▶ Consigne
Dressez la liste de tous les codes juridiques cités dans l'extrait ci-dessous sur le cautionnement bancaire.

▶ Extrait choisi

Suite à l’ordonnance n°2021-1192 du 15 septembre 2021 portant réforme du cautionnement, deux avocats du Barreau de Toulon, Maître James Turner et Maître Julien Simondi confrontent leur regard sur le nouveau cautionnement bancaire.
La vie des affaires conduit très souvent à avoir recours à l’emprunt ou au crédit fournisseur.
Le cautionnement bancaire, c’est une garantie que tout bon banquier aura à coeur de garantir. Afin de limiter le risque inhérent à l’octroi d’un prêt, ou que tout fournisseur, afin d’être réglé des marchandises qu’il a vendues à terme, aura la garanti du remboursement des sommes qu’il a prêtées ou le paiement de ce qu’il a vendu.
Simple, peu onéreux voire gratuit, et globalement efficace.
Il s’agit d’une garantie parfaite pour qui voudra se prémunir contre le risque d’impayé.
Une définition du cautionnement à ce stade s’impose :
Suivant l’article 2288 du Code civil, le cautionnement est le contrat par lequel une caution s’oblige envers le créancier à payer la dette du débiteur en cas de défaillance de sa part.
Il s’agit d’une opération tri partie, où nous avons un créancier, à qui une certaine somme est due, un débiteur principal, qui doit cette somme au créancier, et la caution, qui s’engage à payer le créancier si celui-ci se montre défaillant.
Avec l’ordonnance du 15 septembre 2021, le cautionnement a subi une importante refonte, laquelle ne sera cependant applicable qu’aux cautionnements contractés depuis le 1er janvier 2022.
Etat du droit antérieur :
Depuis la loi du 1er août 2003, dite loi initiative économique le cautionnement était soumis à un important formalisme :
Mention manuscrite particulièrement longue devant obligatoirement être respectée, à peine de nullité du cautionnement, qui a donné naissance à un abondant contentieux, voire absurde
Obligation de respect de la proportionnalité de l’engagement consenti
Obligation d’information annuelle, dont certaines faisait doublon, à peine de déchéance du droit aux intérêts contractuels, lesquelles se trouvaient dans différents code (Code Monétaire et Financier, Code civil, Code de la consommation)

▶ Données fournies
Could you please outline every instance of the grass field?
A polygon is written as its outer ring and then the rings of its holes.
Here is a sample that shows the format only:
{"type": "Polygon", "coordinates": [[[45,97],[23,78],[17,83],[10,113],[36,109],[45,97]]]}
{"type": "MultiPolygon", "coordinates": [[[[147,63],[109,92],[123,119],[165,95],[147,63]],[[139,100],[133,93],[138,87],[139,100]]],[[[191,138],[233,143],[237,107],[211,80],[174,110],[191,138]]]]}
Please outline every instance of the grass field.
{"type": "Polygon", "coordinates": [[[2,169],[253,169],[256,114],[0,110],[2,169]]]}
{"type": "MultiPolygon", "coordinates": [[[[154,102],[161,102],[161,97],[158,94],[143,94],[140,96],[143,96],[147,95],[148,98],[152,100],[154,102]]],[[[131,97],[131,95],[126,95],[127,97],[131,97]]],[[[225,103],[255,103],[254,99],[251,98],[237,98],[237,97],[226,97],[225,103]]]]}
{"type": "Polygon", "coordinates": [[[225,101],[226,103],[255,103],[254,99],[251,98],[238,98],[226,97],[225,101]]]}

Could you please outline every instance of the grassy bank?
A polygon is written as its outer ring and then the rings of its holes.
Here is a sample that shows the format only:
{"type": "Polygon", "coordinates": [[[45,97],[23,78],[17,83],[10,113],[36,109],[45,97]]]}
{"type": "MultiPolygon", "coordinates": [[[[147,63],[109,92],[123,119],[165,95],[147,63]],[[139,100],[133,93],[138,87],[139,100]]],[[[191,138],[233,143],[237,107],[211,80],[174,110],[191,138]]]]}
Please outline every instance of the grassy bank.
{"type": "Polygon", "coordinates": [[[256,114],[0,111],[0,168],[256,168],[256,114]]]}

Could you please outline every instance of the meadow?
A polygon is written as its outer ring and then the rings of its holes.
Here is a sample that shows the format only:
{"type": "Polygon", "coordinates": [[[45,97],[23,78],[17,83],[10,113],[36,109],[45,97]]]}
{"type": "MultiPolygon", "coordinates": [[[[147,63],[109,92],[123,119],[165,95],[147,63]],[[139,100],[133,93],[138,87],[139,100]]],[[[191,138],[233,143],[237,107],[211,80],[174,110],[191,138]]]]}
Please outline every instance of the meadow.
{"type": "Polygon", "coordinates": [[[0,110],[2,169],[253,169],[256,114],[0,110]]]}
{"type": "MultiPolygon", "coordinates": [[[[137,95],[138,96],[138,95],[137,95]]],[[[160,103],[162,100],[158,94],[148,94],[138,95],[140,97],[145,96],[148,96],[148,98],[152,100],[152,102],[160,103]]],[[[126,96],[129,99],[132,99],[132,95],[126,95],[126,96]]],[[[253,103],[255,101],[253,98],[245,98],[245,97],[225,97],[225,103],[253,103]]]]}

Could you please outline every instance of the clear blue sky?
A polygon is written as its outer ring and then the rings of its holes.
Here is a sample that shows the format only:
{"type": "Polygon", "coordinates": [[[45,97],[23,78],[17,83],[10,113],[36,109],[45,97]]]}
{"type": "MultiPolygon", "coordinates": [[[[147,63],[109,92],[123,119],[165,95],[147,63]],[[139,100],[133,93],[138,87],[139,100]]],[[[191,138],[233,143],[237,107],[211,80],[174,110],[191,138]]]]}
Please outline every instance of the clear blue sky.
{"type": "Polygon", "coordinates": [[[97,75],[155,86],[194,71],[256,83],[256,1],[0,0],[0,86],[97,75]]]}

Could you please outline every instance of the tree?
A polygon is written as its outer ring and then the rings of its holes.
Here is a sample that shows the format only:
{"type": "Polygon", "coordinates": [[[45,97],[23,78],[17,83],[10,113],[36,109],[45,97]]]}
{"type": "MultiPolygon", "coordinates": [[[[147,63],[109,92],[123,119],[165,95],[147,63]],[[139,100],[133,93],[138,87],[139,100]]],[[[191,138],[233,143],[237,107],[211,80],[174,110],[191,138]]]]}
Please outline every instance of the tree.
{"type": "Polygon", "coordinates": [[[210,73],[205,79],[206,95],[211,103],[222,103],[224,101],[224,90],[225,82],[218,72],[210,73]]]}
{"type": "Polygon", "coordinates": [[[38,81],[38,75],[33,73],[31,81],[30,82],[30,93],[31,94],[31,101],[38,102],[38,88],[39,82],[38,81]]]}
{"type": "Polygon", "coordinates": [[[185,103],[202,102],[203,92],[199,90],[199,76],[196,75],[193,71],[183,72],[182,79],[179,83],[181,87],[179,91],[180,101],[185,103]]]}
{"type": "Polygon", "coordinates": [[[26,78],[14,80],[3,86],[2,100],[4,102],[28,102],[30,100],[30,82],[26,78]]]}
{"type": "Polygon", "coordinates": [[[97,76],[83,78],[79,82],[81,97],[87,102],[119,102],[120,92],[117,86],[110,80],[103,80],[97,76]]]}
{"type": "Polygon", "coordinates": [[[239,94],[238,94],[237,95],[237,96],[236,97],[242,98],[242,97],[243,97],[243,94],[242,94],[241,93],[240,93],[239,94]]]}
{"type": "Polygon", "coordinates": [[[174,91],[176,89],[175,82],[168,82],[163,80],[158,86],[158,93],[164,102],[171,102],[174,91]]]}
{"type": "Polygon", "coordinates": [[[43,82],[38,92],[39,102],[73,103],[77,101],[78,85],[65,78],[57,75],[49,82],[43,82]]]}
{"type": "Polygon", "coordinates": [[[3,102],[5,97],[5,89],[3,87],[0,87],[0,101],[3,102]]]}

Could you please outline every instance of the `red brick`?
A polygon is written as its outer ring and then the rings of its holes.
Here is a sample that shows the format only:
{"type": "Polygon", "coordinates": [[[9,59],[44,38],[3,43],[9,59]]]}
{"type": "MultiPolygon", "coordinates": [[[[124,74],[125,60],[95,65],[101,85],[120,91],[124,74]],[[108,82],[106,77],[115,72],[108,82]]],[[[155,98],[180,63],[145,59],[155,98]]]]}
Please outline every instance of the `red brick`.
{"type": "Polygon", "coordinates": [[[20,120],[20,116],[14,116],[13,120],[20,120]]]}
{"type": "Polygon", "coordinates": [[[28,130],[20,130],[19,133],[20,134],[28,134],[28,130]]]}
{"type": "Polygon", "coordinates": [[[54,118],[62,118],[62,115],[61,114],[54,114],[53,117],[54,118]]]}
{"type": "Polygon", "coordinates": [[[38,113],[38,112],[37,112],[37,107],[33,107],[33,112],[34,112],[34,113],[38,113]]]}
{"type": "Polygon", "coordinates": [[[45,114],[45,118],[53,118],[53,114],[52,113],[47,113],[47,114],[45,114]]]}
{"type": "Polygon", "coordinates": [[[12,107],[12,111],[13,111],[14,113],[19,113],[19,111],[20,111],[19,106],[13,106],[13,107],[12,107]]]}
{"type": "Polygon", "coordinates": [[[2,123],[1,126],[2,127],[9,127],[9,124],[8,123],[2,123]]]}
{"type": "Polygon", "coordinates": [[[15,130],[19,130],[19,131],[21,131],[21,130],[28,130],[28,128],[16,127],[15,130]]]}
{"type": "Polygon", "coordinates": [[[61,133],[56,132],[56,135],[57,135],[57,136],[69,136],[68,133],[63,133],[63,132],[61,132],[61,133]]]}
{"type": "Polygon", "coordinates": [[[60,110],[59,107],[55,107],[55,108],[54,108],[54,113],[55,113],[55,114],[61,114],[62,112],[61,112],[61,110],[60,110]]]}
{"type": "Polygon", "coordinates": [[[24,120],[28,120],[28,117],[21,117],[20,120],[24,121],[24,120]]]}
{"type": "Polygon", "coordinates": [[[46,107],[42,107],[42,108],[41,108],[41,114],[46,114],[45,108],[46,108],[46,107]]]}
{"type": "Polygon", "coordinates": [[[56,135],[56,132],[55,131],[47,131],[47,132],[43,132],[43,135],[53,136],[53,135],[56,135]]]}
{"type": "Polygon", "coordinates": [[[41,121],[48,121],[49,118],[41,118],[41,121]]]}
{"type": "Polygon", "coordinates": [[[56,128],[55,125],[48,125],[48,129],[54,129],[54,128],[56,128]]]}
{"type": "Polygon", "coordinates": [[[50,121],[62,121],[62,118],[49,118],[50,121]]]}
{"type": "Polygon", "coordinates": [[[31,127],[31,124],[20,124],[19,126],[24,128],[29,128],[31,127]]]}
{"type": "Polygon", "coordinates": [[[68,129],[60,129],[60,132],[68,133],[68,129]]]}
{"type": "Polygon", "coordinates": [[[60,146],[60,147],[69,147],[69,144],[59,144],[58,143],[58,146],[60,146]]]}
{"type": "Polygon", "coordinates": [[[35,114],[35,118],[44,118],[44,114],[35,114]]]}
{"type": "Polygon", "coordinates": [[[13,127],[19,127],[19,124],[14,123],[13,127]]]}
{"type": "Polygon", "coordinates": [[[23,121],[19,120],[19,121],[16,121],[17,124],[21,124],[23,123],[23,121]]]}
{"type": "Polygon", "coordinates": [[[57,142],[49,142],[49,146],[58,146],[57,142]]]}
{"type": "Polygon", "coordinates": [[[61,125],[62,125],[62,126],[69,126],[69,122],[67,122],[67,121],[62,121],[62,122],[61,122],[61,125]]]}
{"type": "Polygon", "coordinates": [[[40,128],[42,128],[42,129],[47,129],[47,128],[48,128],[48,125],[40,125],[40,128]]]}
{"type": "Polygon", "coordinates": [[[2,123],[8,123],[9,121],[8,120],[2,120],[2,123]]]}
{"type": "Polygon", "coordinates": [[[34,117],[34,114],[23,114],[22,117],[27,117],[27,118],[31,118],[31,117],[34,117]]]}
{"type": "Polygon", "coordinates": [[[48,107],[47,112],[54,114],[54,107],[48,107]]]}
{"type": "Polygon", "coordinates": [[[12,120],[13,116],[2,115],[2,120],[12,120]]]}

▶ Résultat final
Code civil
Code Monétaire et Financier
Code de la consommation